EXERCISE INSTRUCTIONS - Render the records as a Markdown table with columns Row and Line, beginning at the line containing "target: distant palm tree" and running through the line containing "398 152 L 402", both included. Leave out blank lines and give only those lines.

MATERIAL FOR THIS EXERCISE -

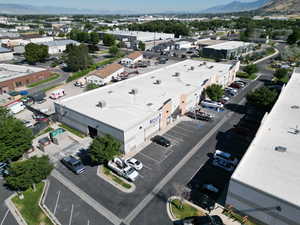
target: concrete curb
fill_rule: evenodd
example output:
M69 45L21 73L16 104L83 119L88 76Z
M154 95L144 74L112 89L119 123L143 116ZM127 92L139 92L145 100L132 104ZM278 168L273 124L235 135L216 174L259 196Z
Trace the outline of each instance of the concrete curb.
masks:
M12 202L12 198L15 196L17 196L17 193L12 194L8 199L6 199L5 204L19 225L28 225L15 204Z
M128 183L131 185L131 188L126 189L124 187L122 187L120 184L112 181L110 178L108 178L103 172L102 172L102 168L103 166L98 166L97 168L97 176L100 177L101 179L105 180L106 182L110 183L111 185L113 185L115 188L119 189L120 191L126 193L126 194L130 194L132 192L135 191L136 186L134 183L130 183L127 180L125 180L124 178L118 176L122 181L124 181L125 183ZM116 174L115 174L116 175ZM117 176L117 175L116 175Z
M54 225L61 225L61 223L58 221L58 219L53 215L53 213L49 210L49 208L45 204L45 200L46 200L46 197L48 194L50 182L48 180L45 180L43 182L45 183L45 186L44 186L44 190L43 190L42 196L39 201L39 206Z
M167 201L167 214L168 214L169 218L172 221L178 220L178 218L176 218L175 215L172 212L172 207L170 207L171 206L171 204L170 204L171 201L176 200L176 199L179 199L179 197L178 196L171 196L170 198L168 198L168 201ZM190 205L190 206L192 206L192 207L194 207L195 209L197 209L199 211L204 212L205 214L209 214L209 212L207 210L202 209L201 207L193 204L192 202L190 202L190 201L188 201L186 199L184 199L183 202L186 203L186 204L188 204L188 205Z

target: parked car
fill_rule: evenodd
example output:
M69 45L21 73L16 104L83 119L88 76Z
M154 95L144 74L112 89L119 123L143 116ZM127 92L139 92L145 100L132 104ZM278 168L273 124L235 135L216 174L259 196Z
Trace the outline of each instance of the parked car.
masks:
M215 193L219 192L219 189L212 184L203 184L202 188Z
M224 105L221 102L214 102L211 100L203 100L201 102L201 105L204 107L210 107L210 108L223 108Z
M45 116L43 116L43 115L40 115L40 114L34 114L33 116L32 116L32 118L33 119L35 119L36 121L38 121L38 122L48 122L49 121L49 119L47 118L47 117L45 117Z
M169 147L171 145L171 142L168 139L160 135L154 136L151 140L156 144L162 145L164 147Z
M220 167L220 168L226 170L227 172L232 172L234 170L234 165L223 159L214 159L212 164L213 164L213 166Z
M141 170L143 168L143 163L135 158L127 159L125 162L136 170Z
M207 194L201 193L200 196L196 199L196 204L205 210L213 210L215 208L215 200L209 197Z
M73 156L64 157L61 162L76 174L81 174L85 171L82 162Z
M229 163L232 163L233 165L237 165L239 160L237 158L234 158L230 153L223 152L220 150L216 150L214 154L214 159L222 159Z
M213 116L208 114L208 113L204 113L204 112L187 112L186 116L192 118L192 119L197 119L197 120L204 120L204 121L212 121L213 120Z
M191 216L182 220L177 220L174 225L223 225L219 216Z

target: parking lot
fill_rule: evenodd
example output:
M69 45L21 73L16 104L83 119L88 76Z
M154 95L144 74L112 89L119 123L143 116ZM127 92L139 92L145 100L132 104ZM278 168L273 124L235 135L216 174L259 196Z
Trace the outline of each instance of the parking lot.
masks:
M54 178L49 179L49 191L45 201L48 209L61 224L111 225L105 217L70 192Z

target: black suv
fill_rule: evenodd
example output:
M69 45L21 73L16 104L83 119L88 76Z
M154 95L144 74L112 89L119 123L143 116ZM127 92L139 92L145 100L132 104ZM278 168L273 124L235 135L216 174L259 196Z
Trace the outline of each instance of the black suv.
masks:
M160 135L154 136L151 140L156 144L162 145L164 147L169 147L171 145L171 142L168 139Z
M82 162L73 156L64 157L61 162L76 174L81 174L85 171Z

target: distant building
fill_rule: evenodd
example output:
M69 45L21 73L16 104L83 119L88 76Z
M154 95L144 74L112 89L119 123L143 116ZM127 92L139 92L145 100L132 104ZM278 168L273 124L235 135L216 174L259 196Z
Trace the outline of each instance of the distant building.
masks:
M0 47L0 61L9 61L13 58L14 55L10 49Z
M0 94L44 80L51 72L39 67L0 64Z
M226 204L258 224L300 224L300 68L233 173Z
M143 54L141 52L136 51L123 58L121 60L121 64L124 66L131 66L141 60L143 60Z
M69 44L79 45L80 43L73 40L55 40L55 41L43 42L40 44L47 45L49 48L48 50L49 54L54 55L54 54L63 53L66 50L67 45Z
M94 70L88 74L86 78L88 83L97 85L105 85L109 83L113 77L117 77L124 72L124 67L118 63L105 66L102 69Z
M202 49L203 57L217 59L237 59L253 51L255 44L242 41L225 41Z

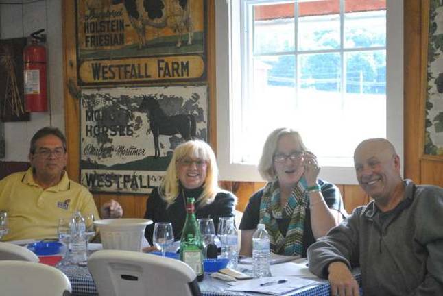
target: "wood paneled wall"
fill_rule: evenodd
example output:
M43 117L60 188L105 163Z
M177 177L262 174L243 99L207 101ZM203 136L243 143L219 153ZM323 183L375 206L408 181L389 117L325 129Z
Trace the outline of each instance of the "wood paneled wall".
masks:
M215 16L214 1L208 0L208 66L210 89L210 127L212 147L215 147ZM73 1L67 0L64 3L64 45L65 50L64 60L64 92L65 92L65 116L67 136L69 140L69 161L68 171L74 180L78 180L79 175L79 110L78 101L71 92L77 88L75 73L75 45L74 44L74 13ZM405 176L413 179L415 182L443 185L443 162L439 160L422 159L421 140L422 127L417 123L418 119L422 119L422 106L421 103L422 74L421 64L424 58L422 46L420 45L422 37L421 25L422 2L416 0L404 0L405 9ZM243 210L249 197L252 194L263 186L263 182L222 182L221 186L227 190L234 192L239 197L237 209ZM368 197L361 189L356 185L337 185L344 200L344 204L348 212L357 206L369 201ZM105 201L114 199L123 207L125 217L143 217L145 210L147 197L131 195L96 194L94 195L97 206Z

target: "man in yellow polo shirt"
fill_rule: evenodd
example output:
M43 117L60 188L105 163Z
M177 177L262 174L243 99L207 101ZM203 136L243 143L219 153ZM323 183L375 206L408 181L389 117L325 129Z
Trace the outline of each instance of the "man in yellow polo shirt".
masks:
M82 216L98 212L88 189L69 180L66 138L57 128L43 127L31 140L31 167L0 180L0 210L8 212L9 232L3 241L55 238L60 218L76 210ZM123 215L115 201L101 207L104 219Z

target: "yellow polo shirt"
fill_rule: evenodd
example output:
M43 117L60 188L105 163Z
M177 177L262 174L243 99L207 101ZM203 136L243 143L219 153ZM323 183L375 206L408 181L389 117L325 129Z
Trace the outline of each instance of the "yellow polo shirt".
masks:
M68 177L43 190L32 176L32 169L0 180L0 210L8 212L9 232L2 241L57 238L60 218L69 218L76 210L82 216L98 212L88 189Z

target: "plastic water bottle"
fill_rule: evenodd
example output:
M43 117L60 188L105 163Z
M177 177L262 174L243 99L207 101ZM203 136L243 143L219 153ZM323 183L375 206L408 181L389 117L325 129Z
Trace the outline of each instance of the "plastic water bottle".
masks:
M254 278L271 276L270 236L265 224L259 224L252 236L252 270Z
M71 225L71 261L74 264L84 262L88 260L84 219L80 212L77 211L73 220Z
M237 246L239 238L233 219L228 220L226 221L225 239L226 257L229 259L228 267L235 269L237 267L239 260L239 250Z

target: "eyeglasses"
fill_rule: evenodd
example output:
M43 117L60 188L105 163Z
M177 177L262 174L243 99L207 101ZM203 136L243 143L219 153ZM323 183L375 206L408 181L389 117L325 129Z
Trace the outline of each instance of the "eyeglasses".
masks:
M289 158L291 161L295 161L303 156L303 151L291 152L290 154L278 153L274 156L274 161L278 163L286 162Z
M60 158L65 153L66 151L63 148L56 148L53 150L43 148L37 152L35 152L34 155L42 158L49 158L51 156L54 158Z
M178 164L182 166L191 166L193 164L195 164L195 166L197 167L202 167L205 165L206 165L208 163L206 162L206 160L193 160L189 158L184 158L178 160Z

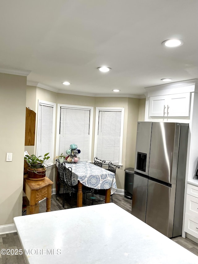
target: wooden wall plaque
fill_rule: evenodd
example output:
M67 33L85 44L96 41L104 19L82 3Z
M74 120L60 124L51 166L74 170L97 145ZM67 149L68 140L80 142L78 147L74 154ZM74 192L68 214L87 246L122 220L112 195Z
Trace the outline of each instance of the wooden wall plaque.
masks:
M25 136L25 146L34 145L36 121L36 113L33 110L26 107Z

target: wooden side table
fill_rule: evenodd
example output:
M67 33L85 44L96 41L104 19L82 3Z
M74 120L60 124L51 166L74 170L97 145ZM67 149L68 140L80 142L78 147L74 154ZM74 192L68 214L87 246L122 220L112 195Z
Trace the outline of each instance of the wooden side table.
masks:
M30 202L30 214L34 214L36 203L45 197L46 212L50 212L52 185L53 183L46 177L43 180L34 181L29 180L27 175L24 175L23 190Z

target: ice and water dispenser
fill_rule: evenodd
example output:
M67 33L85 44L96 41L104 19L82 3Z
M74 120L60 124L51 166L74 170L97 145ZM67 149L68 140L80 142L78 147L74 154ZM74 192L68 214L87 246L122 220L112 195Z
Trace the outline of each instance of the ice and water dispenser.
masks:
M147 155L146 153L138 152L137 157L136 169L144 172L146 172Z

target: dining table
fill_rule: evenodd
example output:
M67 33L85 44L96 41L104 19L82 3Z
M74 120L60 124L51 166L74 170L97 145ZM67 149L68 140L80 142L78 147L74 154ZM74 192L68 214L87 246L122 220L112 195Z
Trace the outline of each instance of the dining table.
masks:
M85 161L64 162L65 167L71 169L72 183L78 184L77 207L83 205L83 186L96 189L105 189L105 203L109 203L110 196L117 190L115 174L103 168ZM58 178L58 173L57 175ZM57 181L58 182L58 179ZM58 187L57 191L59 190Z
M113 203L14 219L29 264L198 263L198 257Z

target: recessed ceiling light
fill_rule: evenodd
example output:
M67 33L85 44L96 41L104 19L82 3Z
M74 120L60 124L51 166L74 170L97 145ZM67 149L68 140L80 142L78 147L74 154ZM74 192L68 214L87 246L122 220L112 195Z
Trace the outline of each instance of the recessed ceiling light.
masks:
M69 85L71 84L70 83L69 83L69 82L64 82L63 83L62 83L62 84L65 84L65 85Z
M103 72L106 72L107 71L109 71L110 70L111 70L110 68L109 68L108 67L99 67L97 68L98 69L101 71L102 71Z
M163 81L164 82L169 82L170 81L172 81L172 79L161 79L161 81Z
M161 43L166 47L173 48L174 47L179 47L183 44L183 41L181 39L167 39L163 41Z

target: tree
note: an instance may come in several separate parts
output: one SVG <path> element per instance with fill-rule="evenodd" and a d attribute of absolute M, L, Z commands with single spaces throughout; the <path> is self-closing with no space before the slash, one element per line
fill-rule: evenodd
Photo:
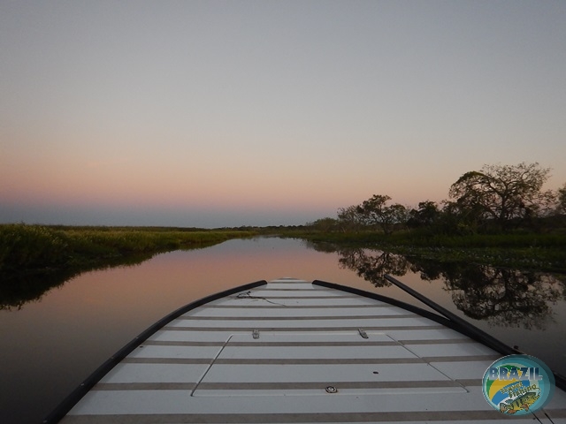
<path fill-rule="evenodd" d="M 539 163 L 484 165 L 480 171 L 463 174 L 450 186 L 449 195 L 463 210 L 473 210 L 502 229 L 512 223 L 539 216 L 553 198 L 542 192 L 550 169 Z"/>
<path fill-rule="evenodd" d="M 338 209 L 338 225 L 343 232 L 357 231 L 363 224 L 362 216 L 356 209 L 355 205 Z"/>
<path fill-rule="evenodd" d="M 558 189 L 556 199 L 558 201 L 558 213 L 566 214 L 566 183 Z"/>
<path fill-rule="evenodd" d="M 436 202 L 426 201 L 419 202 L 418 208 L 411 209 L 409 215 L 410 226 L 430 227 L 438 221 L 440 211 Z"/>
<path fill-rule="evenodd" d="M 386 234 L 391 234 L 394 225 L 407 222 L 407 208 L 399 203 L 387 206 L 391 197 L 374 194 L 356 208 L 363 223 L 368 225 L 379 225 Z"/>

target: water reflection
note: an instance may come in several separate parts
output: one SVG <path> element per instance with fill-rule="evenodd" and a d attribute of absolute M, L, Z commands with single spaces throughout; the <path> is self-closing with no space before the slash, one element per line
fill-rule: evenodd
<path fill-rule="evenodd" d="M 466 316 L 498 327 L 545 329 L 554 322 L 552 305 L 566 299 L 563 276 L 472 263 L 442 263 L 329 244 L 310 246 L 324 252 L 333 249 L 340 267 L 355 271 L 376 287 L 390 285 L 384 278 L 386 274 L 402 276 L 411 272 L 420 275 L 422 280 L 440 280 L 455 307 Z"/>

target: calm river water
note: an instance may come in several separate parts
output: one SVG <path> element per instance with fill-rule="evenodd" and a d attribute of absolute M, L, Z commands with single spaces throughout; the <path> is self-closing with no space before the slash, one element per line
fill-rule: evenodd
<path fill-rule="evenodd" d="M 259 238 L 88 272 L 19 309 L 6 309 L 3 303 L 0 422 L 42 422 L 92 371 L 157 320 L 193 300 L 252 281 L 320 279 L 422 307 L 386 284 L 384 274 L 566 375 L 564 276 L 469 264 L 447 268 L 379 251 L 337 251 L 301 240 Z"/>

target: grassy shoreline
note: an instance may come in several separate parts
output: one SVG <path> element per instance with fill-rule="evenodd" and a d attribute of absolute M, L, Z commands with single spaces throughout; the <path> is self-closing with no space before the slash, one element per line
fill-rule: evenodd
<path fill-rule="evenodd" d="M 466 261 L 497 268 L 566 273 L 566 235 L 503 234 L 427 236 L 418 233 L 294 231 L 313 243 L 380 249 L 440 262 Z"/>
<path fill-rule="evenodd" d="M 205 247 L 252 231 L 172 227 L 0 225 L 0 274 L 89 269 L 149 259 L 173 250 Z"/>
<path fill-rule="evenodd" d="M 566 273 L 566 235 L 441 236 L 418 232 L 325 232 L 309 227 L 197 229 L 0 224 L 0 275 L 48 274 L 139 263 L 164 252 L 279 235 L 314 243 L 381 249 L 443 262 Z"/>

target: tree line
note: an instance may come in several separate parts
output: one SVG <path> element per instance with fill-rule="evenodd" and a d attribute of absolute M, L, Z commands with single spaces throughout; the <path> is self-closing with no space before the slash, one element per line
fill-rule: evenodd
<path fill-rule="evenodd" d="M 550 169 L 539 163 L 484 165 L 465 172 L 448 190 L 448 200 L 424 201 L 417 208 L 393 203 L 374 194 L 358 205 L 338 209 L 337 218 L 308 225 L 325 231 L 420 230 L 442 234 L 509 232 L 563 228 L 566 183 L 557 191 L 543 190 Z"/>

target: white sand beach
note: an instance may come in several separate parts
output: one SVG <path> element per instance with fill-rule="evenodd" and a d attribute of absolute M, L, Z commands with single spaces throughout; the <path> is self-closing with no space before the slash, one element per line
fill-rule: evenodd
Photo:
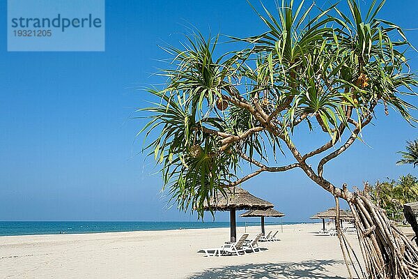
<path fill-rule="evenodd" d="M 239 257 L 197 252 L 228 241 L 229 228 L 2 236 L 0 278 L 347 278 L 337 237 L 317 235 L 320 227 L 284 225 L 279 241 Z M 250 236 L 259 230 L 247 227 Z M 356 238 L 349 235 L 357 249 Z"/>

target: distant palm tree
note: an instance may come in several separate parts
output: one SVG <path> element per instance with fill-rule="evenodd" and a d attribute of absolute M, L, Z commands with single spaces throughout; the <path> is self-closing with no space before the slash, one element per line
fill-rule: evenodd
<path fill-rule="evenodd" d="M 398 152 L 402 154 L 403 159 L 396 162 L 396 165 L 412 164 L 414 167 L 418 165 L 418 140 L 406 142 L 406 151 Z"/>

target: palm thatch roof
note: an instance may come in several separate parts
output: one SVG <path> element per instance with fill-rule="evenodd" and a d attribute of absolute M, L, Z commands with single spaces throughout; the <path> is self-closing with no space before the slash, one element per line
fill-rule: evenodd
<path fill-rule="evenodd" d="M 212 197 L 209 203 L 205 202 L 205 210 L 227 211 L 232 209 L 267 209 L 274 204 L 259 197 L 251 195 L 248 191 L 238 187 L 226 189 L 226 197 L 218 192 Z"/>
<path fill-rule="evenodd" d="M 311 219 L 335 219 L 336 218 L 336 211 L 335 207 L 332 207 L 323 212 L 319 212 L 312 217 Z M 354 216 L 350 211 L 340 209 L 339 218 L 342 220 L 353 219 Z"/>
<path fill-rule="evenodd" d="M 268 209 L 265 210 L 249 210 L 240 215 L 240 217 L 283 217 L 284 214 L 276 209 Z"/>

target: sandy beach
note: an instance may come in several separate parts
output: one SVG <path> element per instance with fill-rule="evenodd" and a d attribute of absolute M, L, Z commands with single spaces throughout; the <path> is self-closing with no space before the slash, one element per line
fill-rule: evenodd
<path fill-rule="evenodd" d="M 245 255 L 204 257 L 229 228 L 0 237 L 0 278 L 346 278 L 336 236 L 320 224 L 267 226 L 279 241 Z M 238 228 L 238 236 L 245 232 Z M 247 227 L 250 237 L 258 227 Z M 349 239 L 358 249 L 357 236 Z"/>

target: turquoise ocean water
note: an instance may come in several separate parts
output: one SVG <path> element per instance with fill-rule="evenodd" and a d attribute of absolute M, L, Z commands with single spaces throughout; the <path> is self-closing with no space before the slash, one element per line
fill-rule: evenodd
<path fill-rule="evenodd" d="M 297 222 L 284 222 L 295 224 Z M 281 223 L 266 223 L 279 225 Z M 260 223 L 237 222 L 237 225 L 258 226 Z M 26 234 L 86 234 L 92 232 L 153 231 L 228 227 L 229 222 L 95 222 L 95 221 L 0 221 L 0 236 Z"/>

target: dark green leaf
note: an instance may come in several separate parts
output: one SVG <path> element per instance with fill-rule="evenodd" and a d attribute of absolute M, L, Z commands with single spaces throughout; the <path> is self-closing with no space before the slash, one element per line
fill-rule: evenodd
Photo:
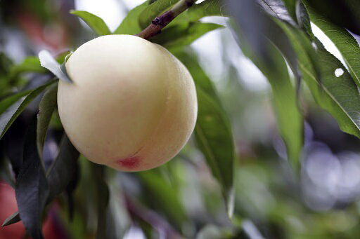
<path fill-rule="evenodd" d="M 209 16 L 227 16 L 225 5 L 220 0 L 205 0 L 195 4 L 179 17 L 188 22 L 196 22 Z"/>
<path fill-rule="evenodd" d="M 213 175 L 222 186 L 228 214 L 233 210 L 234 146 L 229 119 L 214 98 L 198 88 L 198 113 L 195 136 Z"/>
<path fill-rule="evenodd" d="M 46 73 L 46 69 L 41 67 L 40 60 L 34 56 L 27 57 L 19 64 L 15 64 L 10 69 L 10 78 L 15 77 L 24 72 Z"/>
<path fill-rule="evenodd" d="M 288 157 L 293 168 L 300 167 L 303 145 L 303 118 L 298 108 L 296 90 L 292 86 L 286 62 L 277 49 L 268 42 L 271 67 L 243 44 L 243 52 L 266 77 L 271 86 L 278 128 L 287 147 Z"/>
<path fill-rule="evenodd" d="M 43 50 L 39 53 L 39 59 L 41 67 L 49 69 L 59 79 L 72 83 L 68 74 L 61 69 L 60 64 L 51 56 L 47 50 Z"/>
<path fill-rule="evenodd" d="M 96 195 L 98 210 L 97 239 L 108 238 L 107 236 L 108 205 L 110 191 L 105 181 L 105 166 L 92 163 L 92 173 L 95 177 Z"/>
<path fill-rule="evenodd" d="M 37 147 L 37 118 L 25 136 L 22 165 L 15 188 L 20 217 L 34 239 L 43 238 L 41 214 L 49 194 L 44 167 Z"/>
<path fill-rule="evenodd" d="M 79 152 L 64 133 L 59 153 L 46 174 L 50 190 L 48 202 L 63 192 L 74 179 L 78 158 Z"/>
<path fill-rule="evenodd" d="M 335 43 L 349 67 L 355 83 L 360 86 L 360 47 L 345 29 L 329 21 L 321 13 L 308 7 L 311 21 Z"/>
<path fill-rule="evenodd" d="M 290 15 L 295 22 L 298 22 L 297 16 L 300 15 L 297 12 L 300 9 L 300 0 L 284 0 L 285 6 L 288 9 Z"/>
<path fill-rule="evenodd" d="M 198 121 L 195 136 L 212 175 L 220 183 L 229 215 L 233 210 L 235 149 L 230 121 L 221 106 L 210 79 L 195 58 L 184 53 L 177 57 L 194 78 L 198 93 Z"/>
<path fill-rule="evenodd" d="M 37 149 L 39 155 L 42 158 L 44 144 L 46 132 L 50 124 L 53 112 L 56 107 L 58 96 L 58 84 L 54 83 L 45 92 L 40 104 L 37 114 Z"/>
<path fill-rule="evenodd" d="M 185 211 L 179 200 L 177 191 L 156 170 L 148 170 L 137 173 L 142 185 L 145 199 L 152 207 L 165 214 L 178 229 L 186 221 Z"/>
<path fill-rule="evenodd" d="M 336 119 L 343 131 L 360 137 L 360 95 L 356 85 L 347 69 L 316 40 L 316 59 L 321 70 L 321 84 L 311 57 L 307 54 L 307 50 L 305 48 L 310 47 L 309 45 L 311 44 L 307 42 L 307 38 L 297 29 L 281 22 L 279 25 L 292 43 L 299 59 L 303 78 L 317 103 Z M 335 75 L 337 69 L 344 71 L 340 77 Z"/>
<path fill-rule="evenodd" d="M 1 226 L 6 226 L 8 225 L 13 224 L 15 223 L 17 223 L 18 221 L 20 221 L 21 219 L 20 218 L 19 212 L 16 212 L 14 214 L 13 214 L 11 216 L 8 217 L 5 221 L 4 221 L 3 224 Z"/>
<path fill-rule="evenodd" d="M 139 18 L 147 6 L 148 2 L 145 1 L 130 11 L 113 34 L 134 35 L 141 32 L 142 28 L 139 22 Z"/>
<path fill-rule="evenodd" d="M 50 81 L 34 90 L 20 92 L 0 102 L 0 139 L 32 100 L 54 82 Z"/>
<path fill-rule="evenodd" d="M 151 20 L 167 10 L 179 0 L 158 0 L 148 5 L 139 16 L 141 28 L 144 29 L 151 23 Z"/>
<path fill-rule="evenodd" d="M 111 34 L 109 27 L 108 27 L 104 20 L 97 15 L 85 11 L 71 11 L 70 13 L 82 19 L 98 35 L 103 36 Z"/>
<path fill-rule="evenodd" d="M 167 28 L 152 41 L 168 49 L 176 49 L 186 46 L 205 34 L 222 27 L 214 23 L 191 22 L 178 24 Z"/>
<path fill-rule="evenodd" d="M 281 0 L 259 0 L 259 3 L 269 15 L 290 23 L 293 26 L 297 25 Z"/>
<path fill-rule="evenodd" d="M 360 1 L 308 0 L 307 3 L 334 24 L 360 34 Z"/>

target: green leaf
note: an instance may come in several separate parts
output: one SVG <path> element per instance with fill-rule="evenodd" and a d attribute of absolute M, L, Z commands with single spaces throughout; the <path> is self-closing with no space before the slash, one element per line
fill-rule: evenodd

CORRECT OUTPUT -
| Row | Line |
|---|---|
| 1 | target: distant palm tree |
| 2 | note: an instance may come in several separate parts |
| 3 | output: one SVG <path> element per instance with fill-rule="evenodd" and a d attribute of absolute M, L, Z commands with single spaces throughout; the <path> is self-closing with no space before the slash, one element per line |
| 4 | fill-rule: evenodd |
| 5 | <path fill-rule="evenodd" d="M 398 152 L 402 154 L 403 159 L 396 162 L 396 165 L 412 164 L 414 167 L 418 165 L 418 140 L 406 142 L 406 151 Z"/> |